* **SELECTED PASSAGE**
When viewing a file-level record, note the Context menus to the left and right of the main data display. On the left, the Context menu includes links to records for the collection’s department and a tree-view of the collection files. On the right, the Context menu displays links to Related subjects, Related people and organizations, Related places, and Physical storage information.

A breadcrumb trail at the top of the page will display a record’s context within the larger collection. You can use the hyperlinked titles to navigate up or down the archival hierarchy.

To navigate the archival hierarchy, use the tree-view Context menu in the left-hand side of the page. If you see an arrow () to the left of the collection title in the tree-view, you can click on the icon to view records for the files within that collection. (Note: The lack of an arrow next to a collection title indicates that the collection has not yet been fully cataloged.)

* **INPUT FOR THIS TASK**
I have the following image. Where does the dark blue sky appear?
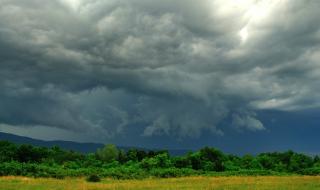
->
[0,0,320,154]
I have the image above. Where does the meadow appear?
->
[0,176,320,190]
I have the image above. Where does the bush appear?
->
[87,174,101,182]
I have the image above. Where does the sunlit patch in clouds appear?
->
[0,0,320,142]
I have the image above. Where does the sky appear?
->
[0,0,320,153]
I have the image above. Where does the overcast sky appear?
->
[0,0,320,152]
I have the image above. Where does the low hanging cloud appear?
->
[0,0,320,138]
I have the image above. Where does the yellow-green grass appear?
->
[0,176,320,190]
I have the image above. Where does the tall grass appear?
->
[0,176,320,190]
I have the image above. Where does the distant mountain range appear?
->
[0,132,189,156]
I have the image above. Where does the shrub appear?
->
[87,174,101,182]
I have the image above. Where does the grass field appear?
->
[0,176,320,190]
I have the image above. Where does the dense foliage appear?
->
[0,141,320,179]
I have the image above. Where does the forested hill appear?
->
[0,132,188,156]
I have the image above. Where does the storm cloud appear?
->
[0,0,320,139]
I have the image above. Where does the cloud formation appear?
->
[0,0,320,141]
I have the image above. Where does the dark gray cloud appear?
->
[0,0,320,139]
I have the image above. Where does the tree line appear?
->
[0,141,320,179]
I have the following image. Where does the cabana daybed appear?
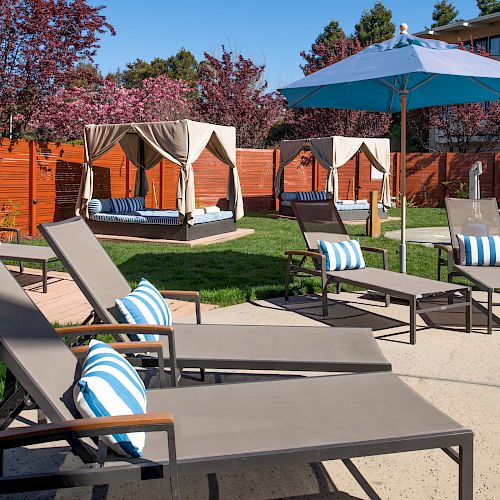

* **THE TASKS**
1. Write out the whole listing again word for word, leaving out the pictures.
2. Continue the passage on browsing archival collection records, picking up after its last sentence.

* **EXPECTED ANSWERS**
1.
I have the following image. Where does the dark blue sky appear?
->
[0,0,320,154]
I have the image above. Where does the meadow appear?
->
[0,176,320,190]
I have the image above. Where does the bush appear?
->
[87,174,101,182]
I have the image above. Where does the sunlit patch in clouds appear?
->
[0,0,320,142]
I have the image above. Where does the sky appear?
->
[0,0,320,153]
I have the image above. Where does the overcast sky appear?
->
[0,0,320,152]
I have the image above. Where does the low hanging cloud appear?
->
[0,0,320,138]
I have the image above. Where does the yellow-green grass appear?
->
[0,176,320,190]
I have the image above. Where does the tall grass appear?
->
[0,176,320,190]
I have the image above. Where does the distant mountain range appear?
->
[0,132,189,156]
I have the image above. Where does the shrub appear?
->
[87,174,101,182]
I have the image above. Where does the grass field appear?
->
[0,176,320,190]
I have the image above. Where does the dense foliage appear?
->
[0,141,320,179]
I have the image above. Where does the forested hill appear?
->
[0,132,188,156]
I have the image above. Where does the storm cloud appear?
->
[0,0,320,139]
I have the image above. Where does the cloud formation appear?
->
[0,0,320,141]
I have the image above. Where does the dark gray cloud appear?
->
[0,0,320,139]
I have the image above. Where does the tree line appear?
->
[0,141,320,179]
I have the following image. Where does the cabana daybed appear?

2.
Once you expand a record group, the arrow will change to point down () and display the next level within the arrangement. Click back on an expanded arrow to close the group, or continue expanding each level to view the entire collection, progressing through child records for subgroups, series, subseries, files, and items. To scroll through a lengthy list of records, click on the ellipsis icon () that appears at the top or bottom of the list. To view the description of an individual record, click on its title in the tree-view to display the relevant record in the center of the page.

You can also search the descriptions within a collection with the “Quick search” tab next to the “Holdings” tab at the top of the tree-view panel. Use this dedicated search box to perform targeted searches for titles and reference codes only within the hierarchy of a collection. To return to the tree-view, simply click on the “Holdings” tab.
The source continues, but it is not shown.